La crítica de la razón tecnológica / Ratzinger y Habermas, un paralelismo sostenido

por ANDRÉS OLLERO TASSARA, catedrático de Filosofía del Derecho de la Universidad Rey Juan Carlos de Madrid. (Tomado de ZENIT).

PRIMERA ENTREGA

Debo, ante todo, agradecer el honor para mÍ supone intervenir por vez primera como ponente en las sesiones plenarias de nuestra Junta, después de mi discurso de ingreso del pasado 18 de noviembre de 2008. La elección del tema no ha dejado de verse condicionada por factores aparentemente contradictorios. Por una parte, el encuentro de dos autores tan dispares como Jürgen Habermas y el entonces Cardenal Ratzinger en la Academia Católica de Baviera en enero de 2004 (1) constituyó sin duda un acontecimiento cultural de notable relevancia en el inicio de un nuevo siglo. No tiene pues nada de extraño que atrajera mi interés como posible objeto de reflexión.

Cuando ésta ya andaba avanzada pude comprobar, el pasado 27 de abril, que nuestro compañero Olegario González de Cardedal lo asumía también como principal referencia de su valiosa aportación a este pleno. Ello parecía invitar a un abandono de mi propósito inicial, pero acabé optando por no hacerlo por un doble motivo. Por una parte, en la reciente reunión de nuestra Sección, que identificamos por cierto con el discutible rótulo de "Ciencias filosóficas", se nos animó a propiciar un estudio coordinado de posibles temas de interés común; la aparente reiteración cobraba así incluso un matiz positivo. Por otra parte, en su valiosa intervención nuestro compañero dejaba claro que la amplitud temática del citado encuentro descartaba la posibilidad de agotar en una sesión sus múltiples facetas.

En cualquier caso, preocupado siempre de no cansar a los Señores Académicos con disertaciones redundantes, he optado por no ocuparme del texto de aquel histórico debate, para centrarme prioritariamente en otros escritos de ambos autores, posteriores cronológicamente las más de las veces, hasta el punto de que no pocos de ellos los protagoniza ya un antiguo cardenal convertida ahora en el papa Benedicto XVI. Quedaría así de relieve que la comentada convergencia en más de un aspecto entre el teólogo y el filósofo no constituía una anécdota pasajera; expresaba por el contrario, como intentaré resaltar, un más prolongado paralelismo, en el sentido más literal, ya que en ningún se llegaría a una identidad en las conclusiones.


SUTURA PARA UN DESGARRO

La relevancia de dicho encuentro es mayor si se supera la idea de que el reto actual para Europa procede de una presión multicultural fruto de la notable inmigración. Me parece más acertado reflexionar sobre el desgarro cultural interno que está experimentando; esto aumenta el interés de esta convergencia de dos figuras consolidadas en ámbitos culturales aparentemente poco conciliables, lo que convierte su encuentro en una posible saludable sutura.

Quiero por ello centrar en mi atención en un aspecto que me parece decisivo en el llamativo acercamiento entre estos dos pensadores, integrados en mundos culturales aparentemente muy dispares: la crítica a un determinado concepto de racionalidad y, en consecuencia, la necesidad de replantear la aportación de la Ilustración, que ambos consideran un momento histórico de particular valía.

> **Datos de entrada**
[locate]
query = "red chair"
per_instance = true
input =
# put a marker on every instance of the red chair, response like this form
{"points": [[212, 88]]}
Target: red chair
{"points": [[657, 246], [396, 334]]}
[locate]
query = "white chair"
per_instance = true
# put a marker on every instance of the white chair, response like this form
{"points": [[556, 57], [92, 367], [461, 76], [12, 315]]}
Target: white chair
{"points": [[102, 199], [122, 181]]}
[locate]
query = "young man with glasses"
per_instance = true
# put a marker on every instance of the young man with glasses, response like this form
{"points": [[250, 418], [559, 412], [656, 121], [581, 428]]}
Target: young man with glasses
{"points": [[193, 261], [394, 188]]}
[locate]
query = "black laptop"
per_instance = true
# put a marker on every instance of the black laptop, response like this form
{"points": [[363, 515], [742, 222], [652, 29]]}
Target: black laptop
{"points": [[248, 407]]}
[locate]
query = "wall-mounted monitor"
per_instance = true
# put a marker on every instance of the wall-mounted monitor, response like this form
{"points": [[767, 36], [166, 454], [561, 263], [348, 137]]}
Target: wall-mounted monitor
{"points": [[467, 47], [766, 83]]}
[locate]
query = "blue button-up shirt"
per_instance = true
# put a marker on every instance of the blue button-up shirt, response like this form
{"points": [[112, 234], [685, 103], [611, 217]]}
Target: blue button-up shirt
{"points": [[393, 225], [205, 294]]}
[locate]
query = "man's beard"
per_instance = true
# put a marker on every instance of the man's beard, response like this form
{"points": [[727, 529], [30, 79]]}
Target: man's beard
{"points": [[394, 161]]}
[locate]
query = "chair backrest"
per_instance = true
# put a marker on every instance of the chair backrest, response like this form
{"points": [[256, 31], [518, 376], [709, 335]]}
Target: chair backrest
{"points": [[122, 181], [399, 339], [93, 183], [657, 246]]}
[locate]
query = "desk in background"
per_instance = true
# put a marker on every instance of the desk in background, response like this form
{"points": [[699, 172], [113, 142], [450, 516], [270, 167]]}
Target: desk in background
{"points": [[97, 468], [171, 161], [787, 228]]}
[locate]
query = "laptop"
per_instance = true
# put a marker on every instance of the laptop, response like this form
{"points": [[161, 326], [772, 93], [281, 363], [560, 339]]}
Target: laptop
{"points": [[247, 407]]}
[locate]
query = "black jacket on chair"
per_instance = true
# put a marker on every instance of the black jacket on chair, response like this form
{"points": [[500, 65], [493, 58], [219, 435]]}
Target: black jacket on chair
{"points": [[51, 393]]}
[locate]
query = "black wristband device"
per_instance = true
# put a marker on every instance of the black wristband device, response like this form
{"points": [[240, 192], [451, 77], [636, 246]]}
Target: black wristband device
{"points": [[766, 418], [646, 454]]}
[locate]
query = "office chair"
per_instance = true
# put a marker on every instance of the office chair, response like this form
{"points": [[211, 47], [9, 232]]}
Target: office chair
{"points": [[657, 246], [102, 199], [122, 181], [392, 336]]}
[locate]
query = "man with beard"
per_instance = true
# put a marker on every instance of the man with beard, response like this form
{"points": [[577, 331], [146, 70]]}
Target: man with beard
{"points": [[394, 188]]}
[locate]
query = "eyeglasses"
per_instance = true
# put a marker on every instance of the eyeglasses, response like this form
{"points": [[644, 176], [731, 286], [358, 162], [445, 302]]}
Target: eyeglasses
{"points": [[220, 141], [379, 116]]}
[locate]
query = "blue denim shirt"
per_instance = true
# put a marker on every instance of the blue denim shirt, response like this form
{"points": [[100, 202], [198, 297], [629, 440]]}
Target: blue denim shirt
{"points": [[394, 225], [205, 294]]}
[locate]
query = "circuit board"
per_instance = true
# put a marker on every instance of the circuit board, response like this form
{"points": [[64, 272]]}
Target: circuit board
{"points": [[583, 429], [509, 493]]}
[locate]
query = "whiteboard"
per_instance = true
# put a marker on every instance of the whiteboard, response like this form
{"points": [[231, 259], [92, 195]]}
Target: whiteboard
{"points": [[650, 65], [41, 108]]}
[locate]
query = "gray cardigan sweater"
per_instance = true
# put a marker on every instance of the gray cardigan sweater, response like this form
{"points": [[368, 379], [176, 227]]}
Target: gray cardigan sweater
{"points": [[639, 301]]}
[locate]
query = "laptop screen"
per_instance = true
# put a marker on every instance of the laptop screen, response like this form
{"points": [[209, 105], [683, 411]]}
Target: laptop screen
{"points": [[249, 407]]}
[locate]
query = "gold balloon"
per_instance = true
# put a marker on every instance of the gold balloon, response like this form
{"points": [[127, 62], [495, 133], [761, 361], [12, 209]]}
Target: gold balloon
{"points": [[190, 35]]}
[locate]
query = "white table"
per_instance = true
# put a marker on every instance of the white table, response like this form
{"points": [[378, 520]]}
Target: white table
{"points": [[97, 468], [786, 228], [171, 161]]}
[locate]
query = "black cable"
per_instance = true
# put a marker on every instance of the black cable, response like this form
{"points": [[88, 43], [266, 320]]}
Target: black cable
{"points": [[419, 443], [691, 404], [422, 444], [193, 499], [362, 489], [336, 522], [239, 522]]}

> **Lo que se pide**
Responde estas preguntas a partir del texto sobre Ratzinger y Habermas:
(a) ¿Dónde y en qué mes y año tuvo lugar el encuentro entre Jürgen Habermas y el entonces Cardenal Ratzinger?
(b) ¿Qué compañero asumió ese encuentro como principal referencia de su aportación al pleno, y en qué fecha lo comprobó el autor?
(c) ¿Qué momento histórico consideran ambos pensadores de particular valía?

> **Respuesta**
(a) En la Academia Católica de Baviera, en enero de 2004.
(b) Olegario González de Cardedal; el autor lo comprobó el 27 de abril.
(c) La Ilustración.